Set problem
Rewrite the entries below, starting at the line that contains "Target: table drawer" and ending at the line that contains "<point>488,450</point>", keeping every line but shifting each answer coordinate by -122 and leaving all other numbers as they are. Leave the pictures out of your answer.

>> START Input material

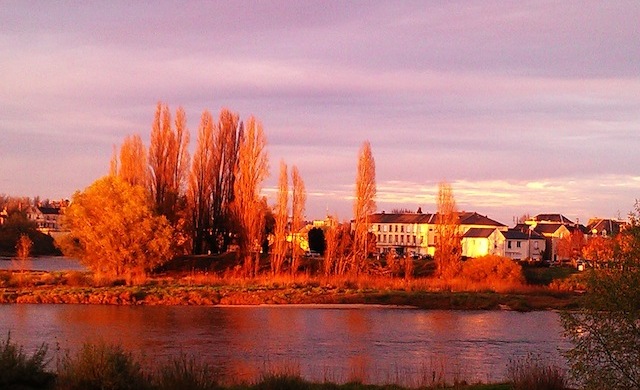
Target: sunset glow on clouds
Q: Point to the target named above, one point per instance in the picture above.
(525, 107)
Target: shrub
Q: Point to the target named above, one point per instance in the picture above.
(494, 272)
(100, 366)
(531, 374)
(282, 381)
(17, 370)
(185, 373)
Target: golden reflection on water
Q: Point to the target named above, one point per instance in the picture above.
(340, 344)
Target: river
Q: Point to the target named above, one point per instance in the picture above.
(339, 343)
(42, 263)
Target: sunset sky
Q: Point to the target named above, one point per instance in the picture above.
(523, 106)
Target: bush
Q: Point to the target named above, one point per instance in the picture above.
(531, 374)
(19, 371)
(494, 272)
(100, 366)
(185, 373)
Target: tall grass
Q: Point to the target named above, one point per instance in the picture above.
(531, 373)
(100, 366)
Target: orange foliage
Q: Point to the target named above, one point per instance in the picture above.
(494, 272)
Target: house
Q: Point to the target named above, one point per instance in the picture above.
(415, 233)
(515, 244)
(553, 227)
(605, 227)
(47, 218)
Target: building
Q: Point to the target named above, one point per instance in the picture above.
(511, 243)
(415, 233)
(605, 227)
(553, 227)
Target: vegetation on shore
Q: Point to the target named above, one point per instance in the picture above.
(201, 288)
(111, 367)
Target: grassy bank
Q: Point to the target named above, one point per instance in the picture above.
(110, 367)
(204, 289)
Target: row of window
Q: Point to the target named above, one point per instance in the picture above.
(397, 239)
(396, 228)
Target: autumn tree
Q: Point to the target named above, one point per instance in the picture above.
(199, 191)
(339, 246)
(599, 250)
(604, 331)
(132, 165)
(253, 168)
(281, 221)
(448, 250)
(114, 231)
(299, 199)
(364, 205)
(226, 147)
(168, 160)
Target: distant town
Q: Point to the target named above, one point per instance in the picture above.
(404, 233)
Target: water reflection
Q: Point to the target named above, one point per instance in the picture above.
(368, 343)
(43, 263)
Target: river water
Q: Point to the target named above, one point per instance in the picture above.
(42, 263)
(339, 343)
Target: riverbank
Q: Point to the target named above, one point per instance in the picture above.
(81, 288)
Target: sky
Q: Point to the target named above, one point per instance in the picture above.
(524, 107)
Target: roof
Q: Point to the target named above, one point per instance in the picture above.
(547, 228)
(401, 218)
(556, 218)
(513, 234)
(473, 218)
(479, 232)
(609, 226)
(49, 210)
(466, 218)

>> END Input material
>> START Input material

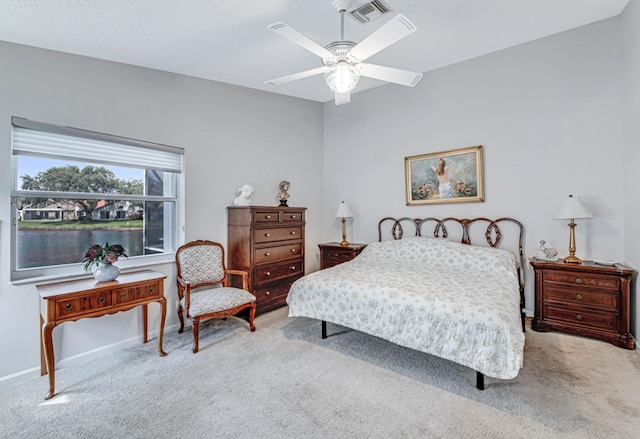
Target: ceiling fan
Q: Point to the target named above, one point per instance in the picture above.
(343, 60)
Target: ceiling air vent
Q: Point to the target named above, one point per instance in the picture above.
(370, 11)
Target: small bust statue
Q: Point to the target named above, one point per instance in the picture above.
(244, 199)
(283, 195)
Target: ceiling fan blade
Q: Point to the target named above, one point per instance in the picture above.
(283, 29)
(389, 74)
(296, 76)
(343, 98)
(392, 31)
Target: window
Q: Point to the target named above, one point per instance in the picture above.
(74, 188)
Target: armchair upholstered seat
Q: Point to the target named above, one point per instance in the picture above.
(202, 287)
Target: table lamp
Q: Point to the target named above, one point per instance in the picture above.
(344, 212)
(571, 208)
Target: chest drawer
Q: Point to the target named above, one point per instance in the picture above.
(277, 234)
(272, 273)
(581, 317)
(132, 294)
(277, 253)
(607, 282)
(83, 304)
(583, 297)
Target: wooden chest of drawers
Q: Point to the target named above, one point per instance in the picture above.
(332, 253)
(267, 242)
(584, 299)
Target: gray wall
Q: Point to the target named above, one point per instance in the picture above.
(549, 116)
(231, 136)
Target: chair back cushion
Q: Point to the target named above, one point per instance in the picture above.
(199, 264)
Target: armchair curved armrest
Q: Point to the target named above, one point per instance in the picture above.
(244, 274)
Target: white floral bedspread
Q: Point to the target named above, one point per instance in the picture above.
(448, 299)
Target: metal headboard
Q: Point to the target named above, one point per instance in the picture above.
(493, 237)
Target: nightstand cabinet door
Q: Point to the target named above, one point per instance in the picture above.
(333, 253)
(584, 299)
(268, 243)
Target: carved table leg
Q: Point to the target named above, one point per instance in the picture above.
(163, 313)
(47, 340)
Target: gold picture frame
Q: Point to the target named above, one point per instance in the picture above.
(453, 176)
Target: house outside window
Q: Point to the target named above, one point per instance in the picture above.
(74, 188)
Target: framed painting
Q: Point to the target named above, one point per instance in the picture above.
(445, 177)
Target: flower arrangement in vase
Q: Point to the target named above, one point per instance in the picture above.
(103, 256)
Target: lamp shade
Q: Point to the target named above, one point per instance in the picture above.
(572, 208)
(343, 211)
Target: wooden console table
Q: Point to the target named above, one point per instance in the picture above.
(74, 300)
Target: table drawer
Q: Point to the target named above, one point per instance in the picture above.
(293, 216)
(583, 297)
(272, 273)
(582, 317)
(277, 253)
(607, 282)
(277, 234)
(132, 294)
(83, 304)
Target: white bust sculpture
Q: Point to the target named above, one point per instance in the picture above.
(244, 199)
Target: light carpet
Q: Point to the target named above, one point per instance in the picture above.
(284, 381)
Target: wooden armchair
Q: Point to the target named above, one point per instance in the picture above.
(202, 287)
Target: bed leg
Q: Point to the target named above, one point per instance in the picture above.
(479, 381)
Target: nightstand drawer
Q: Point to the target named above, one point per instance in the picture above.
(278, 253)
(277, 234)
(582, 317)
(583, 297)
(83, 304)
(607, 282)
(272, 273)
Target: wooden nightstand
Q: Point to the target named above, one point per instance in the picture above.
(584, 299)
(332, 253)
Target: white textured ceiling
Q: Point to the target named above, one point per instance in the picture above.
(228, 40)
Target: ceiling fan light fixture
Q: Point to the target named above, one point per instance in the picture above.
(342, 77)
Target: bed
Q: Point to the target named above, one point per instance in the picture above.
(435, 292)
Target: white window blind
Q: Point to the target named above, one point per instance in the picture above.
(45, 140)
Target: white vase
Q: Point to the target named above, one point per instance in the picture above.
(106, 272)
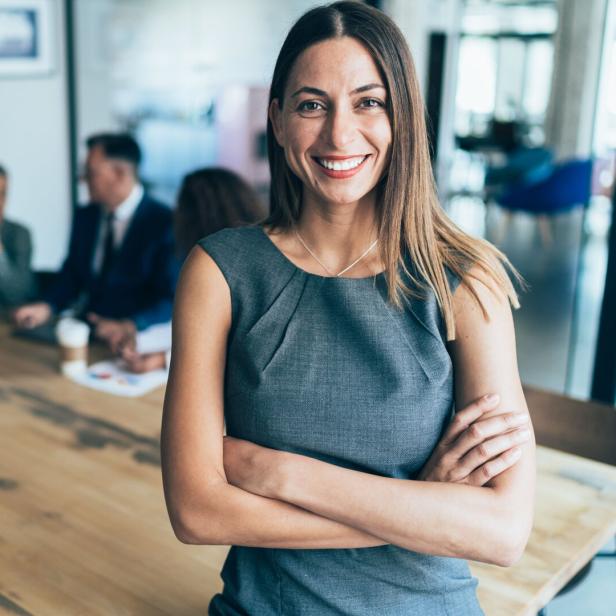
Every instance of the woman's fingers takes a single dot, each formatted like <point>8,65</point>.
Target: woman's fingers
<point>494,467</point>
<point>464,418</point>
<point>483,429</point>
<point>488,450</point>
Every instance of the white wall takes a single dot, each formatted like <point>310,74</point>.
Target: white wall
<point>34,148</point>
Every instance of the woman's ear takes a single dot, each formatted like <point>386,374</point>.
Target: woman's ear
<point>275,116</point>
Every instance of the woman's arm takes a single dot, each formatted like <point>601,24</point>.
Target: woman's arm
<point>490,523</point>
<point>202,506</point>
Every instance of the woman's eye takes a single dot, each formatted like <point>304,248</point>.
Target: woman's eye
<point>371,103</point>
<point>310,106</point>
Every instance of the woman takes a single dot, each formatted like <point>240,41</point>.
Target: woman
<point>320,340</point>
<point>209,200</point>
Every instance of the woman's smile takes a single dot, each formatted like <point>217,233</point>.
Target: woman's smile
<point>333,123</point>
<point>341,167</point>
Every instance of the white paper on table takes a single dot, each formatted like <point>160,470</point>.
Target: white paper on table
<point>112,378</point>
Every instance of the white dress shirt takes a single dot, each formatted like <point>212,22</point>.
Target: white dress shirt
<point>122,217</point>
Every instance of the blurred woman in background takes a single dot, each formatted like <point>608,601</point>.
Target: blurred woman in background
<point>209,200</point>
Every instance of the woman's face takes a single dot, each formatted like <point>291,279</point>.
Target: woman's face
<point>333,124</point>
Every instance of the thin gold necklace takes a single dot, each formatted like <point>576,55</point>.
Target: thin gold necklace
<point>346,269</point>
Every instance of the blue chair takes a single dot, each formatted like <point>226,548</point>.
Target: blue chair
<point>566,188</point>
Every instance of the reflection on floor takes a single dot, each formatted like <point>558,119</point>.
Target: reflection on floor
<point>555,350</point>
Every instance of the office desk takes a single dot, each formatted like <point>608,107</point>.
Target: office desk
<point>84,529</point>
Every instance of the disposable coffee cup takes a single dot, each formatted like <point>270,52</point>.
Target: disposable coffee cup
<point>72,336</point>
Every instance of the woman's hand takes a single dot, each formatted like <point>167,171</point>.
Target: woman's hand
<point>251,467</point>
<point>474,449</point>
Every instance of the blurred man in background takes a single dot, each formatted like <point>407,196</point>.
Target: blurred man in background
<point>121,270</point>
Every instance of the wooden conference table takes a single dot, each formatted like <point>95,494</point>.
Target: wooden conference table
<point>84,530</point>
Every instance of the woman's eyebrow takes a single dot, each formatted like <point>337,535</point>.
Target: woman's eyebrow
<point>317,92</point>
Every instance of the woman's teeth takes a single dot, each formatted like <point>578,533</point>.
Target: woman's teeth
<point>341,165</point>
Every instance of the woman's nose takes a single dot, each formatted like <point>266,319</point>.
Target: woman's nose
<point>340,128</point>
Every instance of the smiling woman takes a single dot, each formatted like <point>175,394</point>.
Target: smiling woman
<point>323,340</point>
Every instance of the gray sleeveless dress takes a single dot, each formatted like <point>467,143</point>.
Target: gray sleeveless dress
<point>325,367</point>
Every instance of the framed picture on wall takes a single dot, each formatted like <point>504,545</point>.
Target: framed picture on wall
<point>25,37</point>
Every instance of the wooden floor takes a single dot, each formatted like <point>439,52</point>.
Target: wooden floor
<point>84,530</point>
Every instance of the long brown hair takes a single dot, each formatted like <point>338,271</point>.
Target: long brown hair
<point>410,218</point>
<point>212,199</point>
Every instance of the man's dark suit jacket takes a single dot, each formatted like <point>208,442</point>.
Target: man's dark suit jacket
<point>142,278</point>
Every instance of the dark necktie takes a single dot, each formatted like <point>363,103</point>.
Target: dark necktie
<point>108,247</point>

>> END Input material

Full response
Target: table drawer
Q: Point to the target named above, one point per instance in the picture above.
(171, 94)
(461, 175)
(150, 151)
(460, 195)
(155, 131)
(485, 160)
(155, 112)
(10, 172)
(-39, 182)
Target: white bust sculpture
Q: Point to the target named above, one point per instance in the picture above.
(122, 77)
Target: light carpet
Q: Point to the target named above, one point per instance in the picture above.
(162, 259)
Target: wooden armchair
Q: Point to the target named above, one point per instance in the picture above.
(80, 165)
Target: bed leg
Q: Point to the target named above, one point per instance in the picture above.
(357, 259)
Target: nightstand drawer
Q: Point to the target named above, one point per instance in the picture above.
(156, 131)
(155, 112)
(460, 195)
(461, 175)
(-39, 182)
(485, 160)
(150, 151)
Target: wooden nightstand
Q: Point to the target named above, one point per instance in the picture above.
(462, 177)
(210, 131)
Target: white textured ceiling
Q: Point to the target named above, one point per instance in the picture above.
(106, -82)
Target: ceiling fan light fixture
Q: Point to the target named above, one point per instance in the picture above.
(220, -45)
Target: bed
Q: Point to the target named above, one point per instance in the picture above.
(313, 170)
Target: white window blind
Q: Point to the target named above, one point per instance in the picture above.
(-77, 18)
Target: white vase
Q: Point to the target named above, one point per instance in the picture above.
(-16, 150)
Every instance of the woman's fingers takes a single dot, each formatted like <point>8,65</point>.
Target: woman's fingers
<point>372,345</point>
<point>342,296</point>
<point>361,307</point>
<point>366,328</point>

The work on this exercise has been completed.